*WHAT TO PRODUCE*. Can you output the material below again, every line unchanged and in the same order?

*TASK DATA*.

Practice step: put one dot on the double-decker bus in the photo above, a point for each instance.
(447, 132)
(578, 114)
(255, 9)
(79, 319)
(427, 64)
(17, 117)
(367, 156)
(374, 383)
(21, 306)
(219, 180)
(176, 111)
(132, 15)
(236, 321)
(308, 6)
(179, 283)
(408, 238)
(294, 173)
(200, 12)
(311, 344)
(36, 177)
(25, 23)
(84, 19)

*ANSWER TO THIS PROBLEM*.
Practice step: put one dot on the double-decker bus in the photo above, a point for each instance.
(447, 132)
(578, 114)
(255, 9)
(79, 319)
(427, 64)
(17, 117)
(367, 156)
(374, 383)
(21, 306)
(219, 180)
(176, 111)
(132, 15)
(236, 321)
(308, 6)
(179, 283)
(408, 238)
(294, 173)
(200, 12)
(311, 344)
(36, 177)
(25, 23)
(84, 19)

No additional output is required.